— WRITTEN REQUEST A —
Please rewrite the records starting at the line containing "Box each wooden desk" and ending at the line containing "left=73, top=272, right=415, bottom=427", both lines included, and give only those lines. Leave the request line unchanged, multiply every coordinate in the answers by 0.9, and round each result to a whole number, with halves rounded up.

— SOURCE TEXT —
State Ex Rel. Walker v. Jones
State Ex Rel. Walker v. Jones
Opinion of the Court
delivered the opinion of the court.
This is an appeal by the state from a judgment entered in favor of the defendant in a controversy submitted to the dis *582 trict court of Cascade county on an agreed statement of facts under section 9872, Revised Codes 1921.
The facts are that Ebenezer G. Ranney died testate at his domicile in New York in May, 1925, and pursuant to the provisions of his will letters testamentary were issued to the defendant. As the decedent owned land in Cascade and other counties of this state ancillary letters were issued to the defendant by the district court of Cascade county.
Among decedent’s assets were promissory notes payable to his order, executed by residents of Montana and secured by mortgages upon real estate in Montana, duly recorded. Some of the notes were made payable in New York, others in Montana. The notes and mortgages were, at the time of the death of decedent, and ever since their delivery by the makers have been, located at the residence of the decedent in New York. These were not included in the probate proceedings in Cascade county.
The state contends that the notes and mortgages are subject to an inheritance, or succession, tax; the defendant contends that they are not.
The question for determination has not hitherto been presented to this court. Montana has had an inheritance tax law in some form or other for thirty years. The present law was adopted from Wisconsin in 1921.
Section 1 of the 1921 Act, Session Laws 1921, Chapter 14, page 772, being section 10377, Revised Codes 1921, re-enacted Session Laws of 1923, Chapter 65, page 140, re-enacted Session Laws of 1925, Chapter 150, page 265, re-enacted Session Laws of 1927, Chapter 105, page 353, provides in part: “A tax shall be and is hereby imposed upon any transfer of property, real, personal or mixed, or any interest therein, or income therefrom in trust or otherwise, to any person, association or corporation, * * * in the following cases, except as hereinafter provided: * * * (1) When the transfer is by will or by intestate laws of this state from any person dying possessed of the property while a resident of the state. (2) YThen a transfer is by will or intestate law, of property within the state or within its jurisdiction and *583 the decedent was a nonresident of the state at the time of his death.”

— Annotated coordinate records —
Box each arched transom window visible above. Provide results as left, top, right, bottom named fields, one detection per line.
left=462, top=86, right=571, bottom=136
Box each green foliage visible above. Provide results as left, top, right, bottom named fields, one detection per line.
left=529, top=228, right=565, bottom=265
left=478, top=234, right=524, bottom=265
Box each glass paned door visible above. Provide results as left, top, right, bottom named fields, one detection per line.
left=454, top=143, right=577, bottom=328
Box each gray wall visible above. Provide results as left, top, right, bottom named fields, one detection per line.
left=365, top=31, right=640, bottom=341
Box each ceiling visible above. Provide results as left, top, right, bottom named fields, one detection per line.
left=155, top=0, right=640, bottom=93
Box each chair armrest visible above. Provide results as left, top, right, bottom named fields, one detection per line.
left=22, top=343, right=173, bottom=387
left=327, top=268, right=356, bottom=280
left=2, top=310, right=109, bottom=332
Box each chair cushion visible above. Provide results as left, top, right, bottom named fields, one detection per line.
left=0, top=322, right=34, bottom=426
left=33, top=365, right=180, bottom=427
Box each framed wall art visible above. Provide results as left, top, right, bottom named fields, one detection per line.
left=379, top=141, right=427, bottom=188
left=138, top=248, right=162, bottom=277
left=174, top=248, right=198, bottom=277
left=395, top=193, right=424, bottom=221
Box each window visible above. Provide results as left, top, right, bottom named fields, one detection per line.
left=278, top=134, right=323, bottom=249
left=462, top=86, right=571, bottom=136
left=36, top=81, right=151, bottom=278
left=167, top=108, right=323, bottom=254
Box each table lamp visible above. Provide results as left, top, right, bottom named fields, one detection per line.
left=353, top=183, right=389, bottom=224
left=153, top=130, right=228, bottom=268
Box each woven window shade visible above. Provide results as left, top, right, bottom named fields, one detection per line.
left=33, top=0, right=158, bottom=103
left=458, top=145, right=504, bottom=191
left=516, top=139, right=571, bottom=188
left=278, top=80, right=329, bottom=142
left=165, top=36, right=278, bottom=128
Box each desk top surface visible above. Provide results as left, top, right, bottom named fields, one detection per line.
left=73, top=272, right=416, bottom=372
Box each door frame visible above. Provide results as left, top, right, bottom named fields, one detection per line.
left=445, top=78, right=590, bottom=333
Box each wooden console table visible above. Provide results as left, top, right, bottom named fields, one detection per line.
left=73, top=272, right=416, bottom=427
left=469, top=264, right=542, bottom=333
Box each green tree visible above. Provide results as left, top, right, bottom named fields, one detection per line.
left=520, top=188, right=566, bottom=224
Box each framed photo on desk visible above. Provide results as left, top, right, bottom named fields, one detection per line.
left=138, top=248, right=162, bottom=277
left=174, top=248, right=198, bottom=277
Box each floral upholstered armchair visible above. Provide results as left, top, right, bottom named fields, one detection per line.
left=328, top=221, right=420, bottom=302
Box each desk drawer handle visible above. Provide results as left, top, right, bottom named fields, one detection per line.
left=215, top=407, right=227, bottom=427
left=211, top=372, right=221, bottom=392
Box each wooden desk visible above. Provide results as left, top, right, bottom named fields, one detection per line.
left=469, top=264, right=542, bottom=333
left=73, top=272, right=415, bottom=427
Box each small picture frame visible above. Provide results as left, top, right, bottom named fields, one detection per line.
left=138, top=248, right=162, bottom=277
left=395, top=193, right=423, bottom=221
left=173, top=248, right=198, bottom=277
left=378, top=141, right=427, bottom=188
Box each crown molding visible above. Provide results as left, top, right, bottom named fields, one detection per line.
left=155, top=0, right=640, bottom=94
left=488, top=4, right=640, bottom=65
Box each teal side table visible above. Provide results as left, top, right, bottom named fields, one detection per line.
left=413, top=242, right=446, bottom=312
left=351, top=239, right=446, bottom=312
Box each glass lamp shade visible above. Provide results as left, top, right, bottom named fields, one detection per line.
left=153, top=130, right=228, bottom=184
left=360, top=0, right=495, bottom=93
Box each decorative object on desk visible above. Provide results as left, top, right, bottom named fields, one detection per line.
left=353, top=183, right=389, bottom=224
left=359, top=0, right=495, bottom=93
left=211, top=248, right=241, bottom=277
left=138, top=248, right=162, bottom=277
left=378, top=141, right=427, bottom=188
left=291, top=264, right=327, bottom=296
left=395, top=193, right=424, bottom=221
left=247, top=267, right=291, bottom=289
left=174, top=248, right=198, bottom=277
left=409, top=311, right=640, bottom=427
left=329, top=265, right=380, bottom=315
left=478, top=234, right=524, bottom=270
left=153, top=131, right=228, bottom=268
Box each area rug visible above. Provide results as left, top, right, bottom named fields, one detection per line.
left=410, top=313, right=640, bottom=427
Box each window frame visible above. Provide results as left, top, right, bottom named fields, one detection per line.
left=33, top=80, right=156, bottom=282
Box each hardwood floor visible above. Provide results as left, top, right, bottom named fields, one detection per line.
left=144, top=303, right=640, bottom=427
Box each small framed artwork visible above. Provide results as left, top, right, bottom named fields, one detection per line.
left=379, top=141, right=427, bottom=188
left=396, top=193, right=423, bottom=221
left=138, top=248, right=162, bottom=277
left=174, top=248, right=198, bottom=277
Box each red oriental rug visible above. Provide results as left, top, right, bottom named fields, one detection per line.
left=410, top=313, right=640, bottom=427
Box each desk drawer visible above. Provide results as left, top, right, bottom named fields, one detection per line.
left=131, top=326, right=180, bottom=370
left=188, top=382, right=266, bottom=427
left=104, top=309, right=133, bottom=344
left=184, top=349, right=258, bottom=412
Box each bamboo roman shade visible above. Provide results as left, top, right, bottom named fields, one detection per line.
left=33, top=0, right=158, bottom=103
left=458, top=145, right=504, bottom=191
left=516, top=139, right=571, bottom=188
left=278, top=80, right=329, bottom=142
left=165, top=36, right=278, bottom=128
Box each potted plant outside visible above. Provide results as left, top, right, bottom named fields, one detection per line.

— WRITTEN REQUEST B —
According to the court opinion, from which state was Montana's present inheritance tax law adopted?

— OUTPUT A —
Box each wooden desk visible above. Provide results as left, top, right, bottom named fields, one detection per line.
left=422, top=238, right=488, bottom=300
left=66, top=245, right=374, bottom=384

— OUTPUT B —
Wisconsin, in 1921.